Lista de tarefas:
**A)** Reescreva o texto sobre o Pe. Clemente Steffen começando em "Por: Patricia Fachin" e seguindo até "medicalização da vida.", trocando "tecnologia" por "técnica".
**B)** Segundo o texto sobre o Pe. Clemente Steffen, quais instituições formam a parceria do projeto Farmácia Viva?
═════ Trecho para leitura
Pe. Clemente Steffen: do jardim de plantas medicinais à Farmácia Viva. O legado de uma vida dedicada à pesquisa e à comunidade

Hoje, o Instituto Humanitas Unisinos – IHU relembra a memória do jesuíta Pe. Clemente José Steffen, promotor do projeto Farmácia Viva, uma parceria entre a Unisinos, a Prefeitura Municipal de São Leopoldo e a Escola Agrícola Visconde de São Leopoldo – CEEPRO

Foto: Arquivo

Por: Patricia Fachin | 17 Abril 2023

"A humanidade entrou em crise com a tecnologia e, para corrigir os erros, usa mais tecnologia."

O diagnóstico do padre jesuíta Clemente José Steffen data do início do século e continua pertinente, atual e aplicável a diversas dimensões da vida humana. Na área da ecologia, por exemplo, que foi uma de suas especialidades, isso é observável nas tentativas de enfrentar o novo regime climático, resolver os problemas relativos à destruição socioambiental, e nas discussões em torno de como efetivar a transição energética. Já na área da saúde, outro foco de seu interesse de pesquisa, essa constatação pode ser sopesada na busca de alternativas para um fenômeno que marca a era contemporânea: a medicalização da vida.

A declaração de Pe. Clemente também visa chamar a atenção para as relações e os modos de vida que foram alterados e substituídos, sem contribuir, efetivamente, para a realização integral do ser humano, gerando, pelo contrário, novas dependências, doenças e destruições.


Pe. Clemente Steffen (Foto: Arquivo)

Uma dessas mudanças diz respeito à relação entre o ser humano e seu habitat, a natureza que o circunda. Na virada do milênio, ele destacava a relação dos povos com a natureza como elemento fundamental para garantir não apenas a saúde ambiental dos ecossistemas, mas também a manutenção da vida humana no planeta:

"Por que as tribos antigas não destruíam as florestas, os rios? Não é porque não tivessem motosserra ou dinamite, mas porque respeitavam a natureza, por acreditarem que nela – e agora falo também como padre – havia uma divindade. A natureza para eles era sagrada. E isso nós desaprendemos."

Em discursos proferidos no final da década de 1970, quinze anos antes do surgimento das Conferência do Clima da Organização das Nações Unidas – ONU, Pe. Clemente alertava para os problemas socioecológicos em curso:

"Tereis que ajudar a humanidade a encontrar e a enveredar por um caminho novo, porque o que estamos trilhando está prestes a desembocar no caos, em catástrofes imprevisíveis. Não é sem razão que nunca uma ideia se espalhou tão rapidamente e se firmou tão solidamente como a da ecologia, da preocupação pela conservação do ambiente."
══════════
═════ Conjunto de dados
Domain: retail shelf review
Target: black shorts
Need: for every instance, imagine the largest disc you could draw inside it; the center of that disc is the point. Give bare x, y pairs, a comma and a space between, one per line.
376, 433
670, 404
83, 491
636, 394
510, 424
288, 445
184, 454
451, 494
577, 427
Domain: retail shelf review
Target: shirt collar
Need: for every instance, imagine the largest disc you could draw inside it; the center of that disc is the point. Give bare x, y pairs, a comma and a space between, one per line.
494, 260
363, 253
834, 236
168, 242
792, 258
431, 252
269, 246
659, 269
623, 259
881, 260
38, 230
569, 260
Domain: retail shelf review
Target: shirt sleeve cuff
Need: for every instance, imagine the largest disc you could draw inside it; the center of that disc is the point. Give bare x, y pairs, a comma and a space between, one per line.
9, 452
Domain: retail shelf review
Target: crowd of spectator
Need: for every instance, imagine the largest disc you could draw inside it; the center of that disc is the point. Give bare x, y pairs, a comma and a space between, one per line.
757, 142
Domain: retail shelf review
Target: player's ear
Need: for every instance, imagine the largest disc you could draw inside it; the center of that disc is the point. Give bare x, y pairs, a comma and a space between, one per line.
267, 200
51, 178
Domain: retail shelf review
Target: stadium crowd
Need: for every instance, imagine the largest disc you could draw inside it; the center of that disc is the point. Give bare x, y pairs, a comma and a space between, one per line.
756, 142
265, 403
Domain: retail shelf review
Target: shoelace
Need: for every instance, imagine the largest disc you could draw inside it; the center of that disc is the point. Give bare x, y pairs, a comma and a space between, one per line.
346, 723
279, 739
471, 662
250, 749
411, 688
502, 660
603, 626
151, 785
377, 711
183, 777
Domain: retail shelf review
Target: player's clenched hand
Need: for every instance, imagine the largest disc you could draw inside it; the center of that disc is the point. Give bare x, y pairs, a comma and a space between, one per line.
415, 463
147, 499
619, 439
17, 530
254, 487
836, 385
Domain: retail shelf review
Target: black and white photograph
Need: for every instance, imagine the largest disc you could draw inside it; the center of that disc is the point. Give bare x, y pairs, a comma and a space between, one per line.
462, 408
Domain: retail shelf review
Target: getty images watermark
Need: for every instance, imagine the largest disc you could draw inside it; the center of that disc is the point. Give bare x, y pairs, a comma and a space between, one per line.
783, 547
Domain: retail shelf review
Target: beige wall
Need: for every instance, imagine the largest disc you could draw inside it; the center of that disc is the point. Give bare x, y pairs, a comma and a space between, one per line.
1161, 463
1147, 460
══════════
Respostas por tarefa:
**A)**
Por: Patricia Fachin | 17 Abril 2023

"A humanidade entrou em crise com a técnica e, para corrigir os erros, usa mais técnica."

O diagnóstico do padre jesuíta Clemente José Steffen data do início do século e continua pertinente, atual e aplicável a diversas dimensões da vida humana. Na área da ecologia, por exemplo, que foi uma de suas especialidades, isso é observável nas tentativas de enfrentar o novo regime climático, resolver os problemas relativos à destruição socioambiental, e nas discussões em torno de como efetivar a transição energética. Já na área da saúde, outro foco de seu interesse de pesquisa, essa constatação pode ser sopesada na busca de alternativas para um fenômeno que marca a era contemporânea: a medicalização da vida.

**B)**
- Unisinos
- Prefeitura Municipal de São Leopoldo
- Escola Agrícola Visconde de São Leopoldo – CEEPRO